Well, I'm feeling much better since my last post. Strongarm Discipleship is leaving for Pensacola this Sunday, after the evening service. I'm so excited! Oh! I found this doll on Belladonna's. She reminded me of my feelings. So she's in today's post. Um, anyways, due to the Pensacola trip, I will not post at all during this next week, nor will I be able to answer e-mails and phone calls. We have to leave our cell phones at home, and I won't have net access, because I won't be near a computer. I don't know how I'll survive without my Goodnight kiss from Aaron! *cries* We usually see each other every night of the week, so we kiss goodnight. I WON'T EVEN GET TO CALL HIM OR TEXT HIM!!! *cries even more* Well, I'll just have to make up for it before I leave...*evil smirk* Wait! Don't get any ideas, you perverts!

Okay, I want to thank Ae-sempai for helping me with the site font. It's Comic Sans MS now! Whooo!!!

Um, yeah, Wednesday, the fourth, I went to Aaron's house. He grilled. He is an EXCELLENT cook, and I DO NOT say that because I love him. Anyways, near dark, Sniffles and ForgottenSoldier came over, and we shot fireworks. FS and Aaron were doing all this stupid crap with the firecrackers. They're pyromaniacs, like me. ^-^
Well, I'm gonna go before the computer freezes again!

**DATA FOR ANALYSIS:**
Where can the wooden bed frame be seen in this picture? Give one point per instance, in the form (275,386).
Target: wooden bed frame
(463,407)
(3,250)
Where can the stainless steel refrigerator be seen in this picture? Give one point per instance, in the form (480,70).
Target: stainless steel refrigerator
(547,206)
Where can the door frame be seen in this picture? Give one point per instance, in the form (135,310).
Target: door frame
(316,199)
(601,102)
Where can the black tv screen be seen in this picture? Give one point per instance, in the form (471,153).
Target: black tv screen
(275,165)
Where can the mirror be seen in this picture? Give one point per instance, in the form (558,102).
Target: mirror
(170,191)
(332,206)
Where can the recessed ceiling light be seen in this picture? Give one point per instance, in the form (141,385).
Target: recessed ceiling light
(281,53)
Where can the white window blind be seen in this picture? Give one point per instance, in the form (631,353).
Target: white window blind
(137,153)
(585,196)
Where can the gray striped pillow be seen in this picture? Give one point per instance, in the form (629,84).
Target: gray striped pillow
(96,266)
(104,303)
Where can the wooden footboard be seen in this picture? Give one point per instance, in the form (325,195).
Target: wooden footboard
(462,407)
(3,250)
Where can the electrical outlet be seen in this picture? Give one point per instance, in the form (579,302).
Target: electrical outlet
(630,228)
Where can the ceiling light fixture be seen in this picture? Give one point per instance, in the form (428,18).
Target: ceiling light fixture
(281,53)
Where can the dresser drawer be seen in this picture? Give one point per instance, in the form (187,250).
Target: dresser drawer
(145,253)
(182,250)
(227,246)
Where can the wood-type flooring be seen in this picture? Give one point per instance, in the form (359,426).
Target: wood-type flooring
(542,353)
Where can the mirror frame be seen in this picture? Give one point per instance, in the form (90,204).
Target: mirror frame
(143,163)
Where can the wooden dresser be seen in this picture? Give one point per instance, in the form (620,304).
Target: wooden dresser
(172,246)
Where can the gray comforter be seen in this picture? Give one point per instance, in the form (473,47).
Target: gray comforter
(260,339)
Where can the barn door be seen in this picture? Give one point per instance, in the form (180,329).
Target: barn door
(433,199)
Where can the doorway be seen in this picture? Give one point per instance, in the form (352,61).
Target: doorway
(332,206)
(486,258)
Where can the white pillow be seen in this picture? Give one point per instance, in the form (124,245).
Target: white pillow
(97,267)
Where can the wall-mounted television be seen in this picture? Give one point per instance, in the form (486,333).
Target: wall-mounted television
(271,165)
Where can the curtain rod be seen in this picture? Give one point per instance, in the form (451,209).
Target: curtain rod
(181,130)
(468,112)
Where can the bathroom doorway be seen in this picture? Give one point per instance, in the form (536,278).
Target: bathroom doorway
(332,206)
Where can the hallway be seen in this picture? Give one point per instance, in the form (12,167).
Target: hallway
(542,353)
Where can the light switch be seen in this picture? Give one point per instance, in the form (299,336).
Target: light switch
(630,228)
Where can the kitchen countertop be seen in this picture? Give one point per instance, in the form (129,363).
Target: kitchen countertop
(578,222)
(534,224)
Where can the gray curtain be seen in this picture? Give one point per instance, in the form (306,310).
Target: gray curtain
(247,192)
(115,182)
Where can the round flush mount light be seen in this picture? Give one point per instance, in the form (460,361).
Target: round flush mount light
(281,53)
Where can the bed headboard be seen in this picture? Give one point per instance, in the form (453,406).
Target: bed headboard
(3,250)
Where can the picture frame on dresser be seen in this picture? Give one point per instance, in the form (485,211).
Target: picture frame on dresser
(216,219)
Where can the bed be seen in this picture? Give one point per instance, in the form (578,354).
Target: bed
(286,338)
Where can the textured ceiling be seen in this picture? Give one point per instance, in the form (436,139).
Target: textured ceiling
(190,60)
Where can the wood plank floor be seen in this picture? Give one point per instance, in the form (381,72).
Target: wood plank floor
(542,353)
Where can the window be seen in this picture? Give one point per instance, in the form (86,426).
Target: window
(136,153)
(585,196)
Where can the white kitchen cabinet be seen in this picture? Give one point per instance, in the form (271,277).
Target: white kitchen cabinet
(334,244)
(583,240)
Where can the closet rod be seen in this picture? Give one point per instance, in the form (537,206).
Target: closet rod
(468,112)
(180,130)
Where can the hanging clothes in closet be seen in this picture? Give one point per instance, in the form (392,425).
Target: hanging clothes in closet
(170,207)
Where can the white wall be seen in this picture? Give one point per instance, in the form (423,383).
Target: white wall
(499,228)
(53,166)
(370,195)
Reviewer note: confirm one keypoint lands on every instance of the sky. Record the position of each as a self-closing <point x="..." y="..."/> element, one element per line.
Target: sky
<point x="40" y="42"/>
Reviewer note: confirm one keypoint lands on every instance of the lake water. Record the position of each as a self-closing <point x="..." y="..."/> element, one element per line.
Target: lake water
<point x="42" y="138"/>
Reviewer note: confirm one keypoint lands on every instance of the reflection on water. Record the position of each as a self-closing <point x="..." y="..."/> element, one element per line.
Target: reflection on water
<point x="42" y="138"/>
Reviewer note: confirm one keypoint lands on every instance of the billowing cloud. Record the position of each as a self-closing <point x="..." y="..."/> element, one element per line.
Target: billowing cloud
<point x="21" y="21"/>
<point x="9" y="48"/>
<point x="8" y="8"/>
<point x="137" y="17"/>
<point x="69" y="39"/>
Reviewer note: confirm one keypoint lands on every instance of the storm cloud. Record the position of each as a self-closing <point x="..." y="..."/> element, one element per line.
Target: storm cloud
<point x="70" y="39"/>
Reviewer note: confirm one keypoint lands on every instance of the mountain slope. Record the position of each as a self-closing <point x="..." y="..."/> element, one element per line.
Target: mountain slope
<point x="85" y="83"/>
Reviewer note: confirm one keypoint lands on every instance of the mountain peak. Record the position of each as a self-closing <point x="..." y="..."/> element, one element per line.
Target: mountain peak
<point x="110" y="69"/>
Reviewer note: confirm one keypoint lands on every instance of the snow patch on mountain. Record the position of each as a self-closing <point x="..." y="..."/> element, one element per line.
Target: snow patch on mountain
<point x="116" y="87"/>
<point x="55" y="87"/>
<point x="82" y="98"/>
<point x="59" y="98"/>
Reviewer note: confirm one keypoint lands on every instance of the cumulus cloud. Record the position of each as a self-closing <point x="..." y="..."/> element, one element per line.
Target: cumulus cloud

**PARTS OF THE EXERCISE:**
1 – Please list every action the blog post sets off between asterisks.
2 – Print the passage of the blog post that begins at the words "Um, yeah, Wednesday, the" and stops after "computer freezes again!".

**ANSWERS TO THIS EXERCISE:**
1 –
*cries*
*cries even more*
*evil smirk*

2 –
Um, yeah, Wednesday, the fourth, I went to Aaron's house. He grilled. He is an EXCELLENT cook, and I DO NOT say that because I love him. Anyways, near dark, Sniffles and ForgottenSoldier came over, and we shot fireworks. FS and Aaron were doing all this stupid crap with the firecrackers. They're pyromaniacs, like me. ^-^
Well, I'm gonna go before the computer freezes again!